## START The data

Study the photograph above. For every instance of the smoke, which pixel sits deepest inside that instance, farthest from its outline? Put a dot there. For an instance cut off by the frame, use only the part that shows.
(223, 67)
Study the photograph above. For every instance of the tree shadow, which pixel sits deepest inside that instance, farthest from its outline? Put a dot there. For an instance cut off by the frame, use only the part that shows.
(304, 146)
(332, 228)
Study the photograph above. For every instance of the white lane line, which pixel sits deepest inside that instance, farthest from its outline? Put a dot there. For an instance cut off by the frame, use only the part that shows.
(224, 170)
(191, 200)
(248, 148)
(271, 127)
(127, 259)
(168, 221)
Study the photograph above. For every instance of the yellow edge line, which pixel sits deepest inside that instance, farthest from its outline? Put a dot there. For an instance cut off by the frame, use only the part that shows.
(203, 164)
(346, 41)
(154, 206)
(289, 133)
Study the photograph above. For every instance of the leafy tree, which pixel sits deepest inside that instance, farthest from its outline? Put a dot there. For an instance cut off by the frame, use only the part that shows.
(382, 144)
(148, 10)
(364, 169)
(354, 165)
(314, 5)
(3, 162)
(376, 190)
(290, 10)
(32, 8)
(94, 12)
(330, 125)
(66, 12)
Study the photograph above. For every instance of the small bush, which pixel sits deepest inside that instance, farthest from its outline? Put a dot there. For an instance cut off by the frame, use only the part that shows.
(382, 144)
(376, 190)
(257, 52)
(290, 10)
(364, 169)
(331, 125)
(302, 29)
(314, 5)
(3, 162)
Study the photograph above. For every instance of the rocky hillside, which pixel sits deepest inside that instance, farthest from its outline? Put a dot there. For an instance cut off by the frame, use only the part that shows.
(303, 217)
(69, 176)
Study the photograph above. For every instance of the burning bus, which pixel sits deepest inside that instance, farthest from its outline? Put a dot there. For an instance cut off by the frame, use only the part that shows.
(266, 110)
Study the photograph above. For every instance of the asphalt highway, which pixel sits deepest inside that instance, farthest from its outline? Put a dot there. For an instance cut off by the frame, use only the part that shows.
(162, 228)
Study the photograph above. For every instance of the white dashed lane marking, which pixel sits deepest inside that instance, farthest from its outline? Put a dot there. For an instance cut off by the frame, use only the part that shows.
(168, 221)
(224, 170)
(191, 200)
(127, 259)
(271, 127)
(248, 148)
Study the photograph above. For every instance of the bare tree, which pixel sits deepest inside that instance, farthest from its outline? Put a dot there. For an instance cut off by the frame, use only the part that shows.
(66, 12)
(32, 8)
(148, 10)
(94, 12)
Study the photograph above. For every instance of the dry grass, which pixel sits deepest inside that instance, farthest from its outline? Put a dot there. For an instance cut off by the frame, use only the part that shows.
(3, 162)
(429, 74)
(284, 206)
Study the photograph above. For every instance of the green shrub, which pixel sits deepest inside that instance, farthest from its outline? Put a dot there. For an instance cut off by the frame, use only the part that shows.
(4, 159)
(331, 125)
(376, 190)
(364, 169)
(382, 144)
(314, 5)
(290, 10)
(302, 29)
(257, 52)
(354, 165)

## END The data

Render the listing above as a Markdown table with two columns, No. and Text. Give each line its own numbered row and leave out blank lines.

Output of the task =
| No. | Text |
|---|---|
| 1 | Study the photograph above. For every instance of the smoke, which pixel sits deepest inside that instance, farthest from its outline? Put a dot there. For an instance cut off by the frame, use only the part that shows. |
| 2 | (223, 67) |
| 3 | Study the photograph above. For every instance of the tree shadow, which pixel sits deepest inside that instance, farthest from its outline? Put a dot there. For an instance cut off by the frame, use only the part that shows. |
| 4 | (304, 146) |
| 5 | (332, 228) |
| 6 | Study the photograph above. For every instance of the white lane line, which pixel sits deepest inside that instance, farthest from its outline? Put a dot there. For an instance cut off by the frame, use only the part that shows. |
| 7 | (224, 170) |
| 8 | (191, 200) |
| 9 | (248, 148) |
| 10 | (271, 127) |
| 11 | (127, 259) |
| 12 | (168, 221) |
| 13 | Study the photograph above. For every instance of the yellow edge line, which pixel sits deepest inside that instance, farthest from its outline? Put a dot there. For an instance cut off by the frame, use only the part that shows. |
| 14 | (203, 164) |
| 15 | (346, 41) |
| 16 | (154, 206) |
| 17 | (289, 133) |
| 18 | Study the photograph above. For every instance of the leafy tree, which pixel sits deepest inside that instance, farthest from its outline? Put a dot there. For an instance cut off by the frame, use only the part that shows. |
| 19 | (382, 144) |
| 20 | (148, 10) |
| 21 | (364, 169) |
| 22 | (354, 165) |
| 23 | (314, 5) |
| 24 | (3, 162) |
| 25 | (376, 190) |
| 26 | (290, 10) |
| 27 | (32, 8) |
| 28 | (94, 12) |
| 29 | (330, 125) |
| 30 | (66, 12) |
| 31 | Study the photograph above. For every instance of the small bush, which pixel sits deepest inside that instance, farthest from its outline? Put a dot there. For an instance cut off by the frame, use only the part that shows. |
| 32 | (382, 144) |
| 33 | (376, 190) |
| 34 | (257, 52) |
| 35 | (290, 10) |
| 36 | (364, 169) |
| 37 | (331, 125) |
| 38 | (302, 29) |
| 39 | (314, 5) |
| 40 | (3, 162) |
| 41 | Study the photograph above. For every instance of the rocky hillside, which pixel sits deepest inside that instance, farthest from its outline? Put a dot there. For an instance cut off by the frame, use only the part that shows. |
| 42 | (303, 217) |
| 43 | (69, 176) |
| 44 | Study the photograph above. For every instance of the burning bus, which pixel sits deepest inside that instance, farthest from its outline? Put a dot there. For an instance cut off by the frame, use only the part that shows. |
| 45 | (266, 110) |
| 46 | Study the photograph above. For every instance of the asphalt highway, which pixel sits deepest inside that instance, farthest from its outline? Put a dot there. For an instance cut off by the frame, use only the part that shows. |
| 47 | (162, 228) |
| 48 | Study the photograph above. For every instance of the white dashed lane marking, which pixel sits deepest inside that instance, farthest from its outline? Put a dot there. For an instance cut off by the frame, use only the part that shows. |
| 49 | (168, 221) |
| 50 | (224, 170) |
| 51 | (191, 200) |
| 52 | (127, 259) |
| 53 | (271, 127) |
| 54 | (248, 148) |
| 55 | Study the photograph above. For every instance of the bare tree, which pixel sits deepest inside that instance, farthest from its outline? Put a dot there. For an instance cut off by the frame, use only the part that shows. |
| 56 | (66, 12) |
| 57 | (32, 8) |
| 58 | (148, 10) |
| 59 | (94, 12) |
| 60 | Study the photograph above. For every instance of the dry grass, which pixel sits deepest inside that instance, farthest from its outline? Put a dot there. For an instance cut off by the frame, use only the part that shows. |
| 61 | (3, 162) |
| 62 | (429, 74) |
| 63 | (284, 206) |
| 64 | Study the photograph above. For every instance of the green shrub, which pixel sits deepest inside that instance, farthest from its outline? Put a dot there. For an instance cut off by the frame, use only the part that shows. |
| 65 | (4, 159) |
| 66 | (331, 125) |
| 67 | (376, 190) |
| 68 | (364, 169) |
| 69 | (382, 144) |
| 70 | (314, 5) |
| 71 | (290, 10) |
| 72 | (302, 29) |
| 73 | (257, 52) |
| 74 | (354, 165) |